■ **Task goal**
Pick every line from the data that holds the word "cascading".

■ **Referring expression data**
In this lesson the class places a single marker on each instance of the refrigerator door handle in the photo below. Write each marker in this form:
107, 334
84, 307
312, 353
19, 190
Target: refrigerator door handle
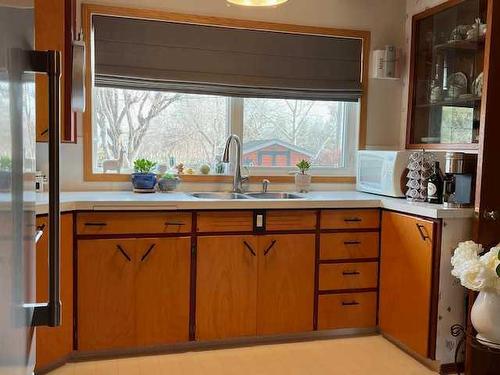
49, 62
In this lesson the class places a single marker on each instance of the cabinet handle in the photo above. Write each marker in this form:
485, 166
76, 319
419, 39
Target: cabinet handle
95, 224
146, 254
350, 273
249, 248
269, 248
352, 220
422, 231
347, 243
124, 253
49, 62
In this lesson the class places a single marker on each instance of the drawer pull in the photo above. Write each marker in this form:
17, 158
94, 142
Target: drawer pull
347, 243
350, 273
249, 248
269, 248
95, 224
146, 254
422, 231
353, 220
124, 253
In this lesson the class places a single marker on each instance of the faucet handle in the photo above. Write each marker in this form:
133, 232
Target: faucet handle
265, 185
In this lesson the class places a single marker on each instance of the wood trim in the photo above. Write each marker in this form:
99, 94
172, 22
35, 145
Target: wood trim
436, 263
452, 368
89, 9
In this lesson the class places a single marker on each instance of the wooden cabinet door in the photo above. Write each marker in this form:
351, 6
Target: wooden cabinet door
286, 284
106, 294
54, 344
406, 280
226, 287
162, 290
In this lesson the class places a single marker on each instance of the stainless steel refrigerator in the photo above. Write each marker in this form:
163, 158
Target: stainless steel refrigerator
19, 312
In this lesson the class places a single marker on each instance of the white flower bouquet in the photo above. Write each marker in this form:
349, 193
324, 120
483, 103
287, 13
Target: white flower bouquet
478, 273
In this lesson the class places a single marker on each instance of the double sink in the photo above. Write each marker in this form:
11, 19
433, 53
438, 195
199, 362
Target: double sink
231, 196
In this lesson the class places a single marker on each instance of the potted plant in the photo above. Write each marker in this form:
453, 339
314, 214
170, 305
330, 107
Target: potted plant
481, 274
302, 178
5, 172
144, 180
168, 182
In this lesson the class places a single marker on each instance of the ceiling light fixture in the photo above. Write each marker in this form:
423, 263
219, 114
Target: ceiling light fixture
257, 3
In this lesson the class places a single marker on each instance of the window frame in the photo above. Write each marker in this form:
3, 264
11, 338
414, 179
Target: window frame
353, 135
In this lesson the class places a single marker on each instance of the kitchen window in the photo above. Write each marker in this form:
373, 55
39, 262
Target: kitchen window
157, 101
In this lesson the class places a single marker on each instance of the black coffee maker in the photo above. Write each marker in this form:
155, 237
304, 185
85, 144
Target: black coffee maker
459, 179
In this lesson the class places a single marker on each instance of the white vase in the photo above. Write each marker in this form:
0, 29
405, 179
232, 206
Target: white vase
485, 317
303, 182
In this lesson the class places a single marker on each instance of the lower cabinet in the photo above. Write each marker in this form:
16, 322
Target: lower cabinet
254, 285
406, 280
349, 310
226, 287
285, 300
54, 344
133, 292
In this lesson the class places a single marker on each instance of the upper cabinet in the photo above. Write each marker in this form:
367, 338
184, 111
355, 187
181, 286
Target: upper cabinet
54, 26
446, 76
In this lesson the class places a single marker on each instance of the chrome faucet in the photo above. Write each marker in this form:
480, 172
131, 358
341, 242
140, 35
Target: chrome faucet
238, 180
265, 185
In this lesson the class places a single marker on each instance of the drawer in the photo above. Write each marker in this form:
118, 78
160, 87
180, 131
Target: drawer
348, 276
353, 245
291, 220
350, 219
225, 221
350, 310
133, 222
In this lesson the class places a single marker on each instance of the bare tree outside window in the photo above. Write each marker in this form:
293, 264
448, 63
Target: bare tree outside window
278, 132
131, 124
192, 129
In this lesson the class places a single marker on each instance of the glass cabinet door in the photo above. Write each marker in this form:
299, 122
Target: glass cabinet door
447, 75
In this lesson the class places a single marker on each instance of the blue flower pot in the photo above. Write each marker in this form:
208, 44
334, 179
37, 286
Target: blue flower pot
144, 181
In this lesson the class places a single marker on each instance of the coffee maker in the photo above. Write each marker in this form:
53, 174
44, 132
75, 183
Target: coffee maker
459, 179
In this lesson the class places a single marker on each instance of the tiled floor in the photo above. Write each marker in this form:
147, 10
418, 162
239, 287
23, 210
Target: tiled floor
371, 355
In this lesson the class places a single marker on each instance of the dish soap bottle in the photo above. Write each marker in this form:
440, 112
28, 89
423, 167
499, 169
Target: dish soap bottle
435, 185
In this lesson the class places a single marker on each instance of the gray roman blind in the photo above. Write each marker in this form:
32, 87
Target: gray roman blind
146, 54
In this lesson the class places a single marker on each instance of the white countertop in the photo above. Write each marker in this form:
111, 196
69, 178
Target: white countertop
125, 200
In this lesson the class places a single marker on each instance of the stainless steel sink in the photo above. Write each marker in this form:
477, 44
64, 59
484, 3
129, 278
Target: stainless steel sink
223, 196
274, 195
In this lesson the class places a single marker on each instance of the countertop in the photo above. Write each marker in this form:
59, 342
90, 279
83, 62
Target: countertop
125, 200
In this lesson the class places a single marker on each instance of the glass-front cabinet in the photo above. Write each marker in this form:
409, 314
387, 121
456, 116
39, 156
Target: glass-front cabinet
446, 82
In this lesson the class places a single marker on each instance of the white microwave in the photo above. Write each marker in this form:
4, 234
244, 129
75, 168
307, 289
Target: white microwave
382, 172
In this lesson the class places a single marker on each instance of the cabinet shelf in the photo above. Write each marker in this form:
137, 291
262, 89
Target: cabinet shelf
461, 45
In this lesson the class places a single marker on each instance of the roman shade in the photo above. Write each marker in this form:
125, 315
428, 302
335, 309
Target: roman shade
148, 54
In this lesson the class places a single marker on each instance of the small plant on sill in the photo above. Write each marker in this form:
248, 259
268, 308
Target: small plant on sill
144, 180
168, 182
303, 166
144, 166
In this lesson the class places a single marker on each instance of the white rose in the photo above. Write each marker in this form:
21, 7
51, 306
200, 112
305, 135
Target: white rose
475, 276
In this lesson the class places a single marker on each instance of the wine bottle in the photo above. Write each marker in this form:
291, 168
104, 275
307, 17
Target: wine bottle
435, 185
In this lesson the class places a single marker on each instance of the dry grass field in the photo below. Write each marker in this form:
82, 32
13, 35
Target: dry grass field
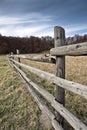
76, 70
18, 111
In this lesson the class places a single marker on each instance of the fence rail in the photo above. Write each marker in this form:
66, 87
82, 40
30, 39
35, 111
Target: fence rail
61, 84
71, 50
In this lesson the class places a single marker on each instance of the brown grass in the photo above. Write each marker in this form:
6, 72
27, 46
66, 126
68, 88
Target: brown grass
76, 70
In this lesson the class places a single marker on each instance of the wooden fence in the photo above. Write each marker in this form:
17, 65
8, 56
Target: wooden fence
58, 101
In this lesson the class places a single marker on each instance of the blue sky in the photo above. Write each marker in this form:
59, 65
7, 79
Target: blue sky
38, 17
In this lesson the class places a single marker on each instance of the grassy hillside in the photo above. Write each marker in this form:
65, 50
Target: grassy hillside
18, 111
76, 70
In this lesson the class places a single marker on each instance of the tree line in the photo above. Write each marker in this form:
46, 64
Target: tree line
33, 44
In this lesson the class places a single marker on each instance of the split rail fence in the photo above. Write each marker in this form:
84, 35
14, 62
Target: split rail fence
57, 102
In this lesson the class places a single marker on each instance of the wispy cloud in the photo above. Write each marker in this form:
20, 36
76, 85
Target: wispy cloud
76, 29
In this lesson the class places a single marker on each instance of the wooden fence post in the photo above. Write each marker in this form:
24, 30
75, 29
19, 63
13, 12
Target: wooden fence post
59, 40
18, 52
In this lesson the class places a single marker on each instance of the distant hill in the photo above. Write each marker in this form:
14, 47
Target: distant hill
25, 45
33, 44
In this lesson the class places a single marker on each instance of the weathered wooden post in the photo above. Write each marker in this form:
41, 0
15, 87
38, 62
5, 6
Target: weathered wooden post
18, 52
59, 40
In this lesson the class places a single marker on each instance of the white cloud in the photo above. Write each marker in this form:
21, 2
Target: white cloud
76, 28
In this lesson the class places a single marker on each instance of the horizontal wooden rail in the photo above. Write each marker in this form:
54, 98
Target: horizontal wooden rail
71, 50
69, 85
75, 122
39, 58
41, 105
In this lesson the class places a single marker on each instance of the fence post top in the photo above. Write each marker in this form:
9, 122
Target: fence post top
59, 28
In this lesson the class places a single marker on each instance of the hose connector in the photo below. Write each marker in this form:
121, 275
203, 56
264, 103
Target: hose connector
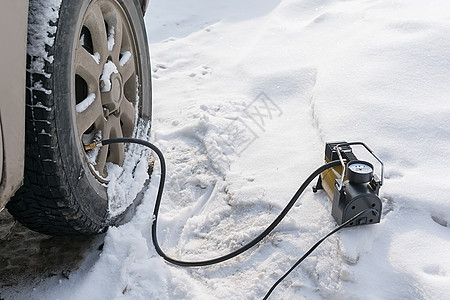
93, 146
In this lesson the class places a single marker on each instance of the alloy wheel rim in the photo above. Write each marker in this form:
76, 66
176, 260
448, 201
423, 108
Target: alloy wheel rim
106, 83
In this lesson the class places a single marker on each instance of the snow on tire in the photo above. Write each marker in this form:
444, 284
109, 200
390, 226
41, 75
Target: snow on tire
70, 45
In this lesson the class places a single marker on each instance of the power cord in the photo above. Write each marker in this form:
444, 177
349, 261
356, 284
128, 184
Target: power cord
245, 247
314, 247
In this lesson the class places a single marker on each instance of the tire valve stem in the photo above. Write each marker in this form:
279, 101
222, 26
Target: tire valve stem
93, 146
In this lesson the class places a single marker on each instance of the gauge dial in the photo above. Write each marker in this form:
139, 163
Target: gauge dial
359, 171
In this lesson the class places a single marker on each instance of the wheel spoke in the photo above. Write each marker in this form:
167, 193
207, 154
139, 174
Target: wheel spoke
96, 24
118, 33
127, 70
86, 66
103, 153
127, 116
92, 114
117, 151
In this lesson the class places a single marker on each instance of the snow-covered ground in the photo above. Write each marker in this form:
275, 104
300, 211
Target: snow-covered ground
376, 71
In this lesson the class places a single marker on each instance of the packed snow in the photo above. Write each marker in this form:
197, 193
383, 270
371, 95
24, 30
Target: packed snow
245, 95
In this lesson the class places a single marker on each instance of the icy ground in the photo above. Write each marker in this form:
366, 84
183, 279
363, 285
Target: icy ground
246, 93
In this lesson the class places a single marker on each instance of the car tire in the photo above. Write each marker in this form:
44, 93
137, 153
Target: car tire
95, 84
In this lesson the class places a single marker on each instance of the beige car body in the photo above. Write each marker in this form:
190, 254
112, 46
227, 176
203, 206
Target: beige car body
13, 34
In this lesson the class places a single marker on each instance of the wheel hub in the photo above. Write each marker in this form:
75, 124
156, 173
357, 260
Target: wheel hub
106, 66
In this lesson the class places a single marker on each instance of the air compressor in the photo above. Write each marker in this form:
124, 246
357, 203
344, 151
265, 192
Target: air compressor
352, 186
350, 183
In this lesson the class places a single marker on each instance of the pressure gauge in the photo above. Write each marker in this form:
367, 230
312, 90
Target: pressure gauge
359, 171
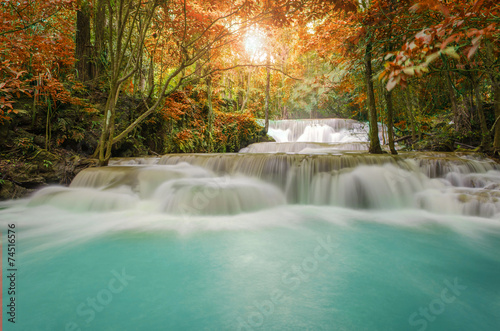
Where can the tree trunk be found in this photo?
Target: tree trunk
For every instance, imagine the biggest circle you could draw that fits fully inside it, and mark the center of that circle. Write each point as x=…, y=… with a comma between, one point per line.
x=247, y=94
x=485, y=133
x=83, y=46
x=372, y=110
x=210, y=112
x=268, y=83
x=390, y=121
x=454, y=103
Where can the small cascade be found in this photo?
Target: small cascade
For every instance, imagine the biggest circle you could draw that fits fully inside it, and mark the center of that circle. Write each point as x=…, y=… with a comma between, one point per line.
x=217, y=196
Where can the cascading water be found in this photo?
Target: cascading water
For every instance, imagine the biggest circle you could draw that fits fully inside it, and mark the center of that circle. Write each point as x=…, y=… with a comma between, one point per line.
x=303, y=235
x=316, y=136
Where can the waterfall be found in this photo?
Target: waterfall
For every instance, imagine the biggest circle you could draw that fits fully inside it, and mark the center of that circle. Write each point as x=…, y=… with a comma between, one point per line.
x=308, y=232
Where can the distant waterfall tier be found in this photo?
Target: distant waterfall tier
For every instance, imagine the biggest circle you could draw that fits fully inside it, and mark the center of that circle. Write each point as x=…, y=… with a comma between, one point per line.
x=329, y=130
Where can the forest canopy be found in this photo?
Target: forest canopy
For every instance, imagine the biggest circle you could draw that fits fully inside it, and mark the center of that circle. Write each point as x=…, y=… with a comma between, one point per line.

■ **Problem solution**
Where can the cascading water be found in this photo?
Target: cascading water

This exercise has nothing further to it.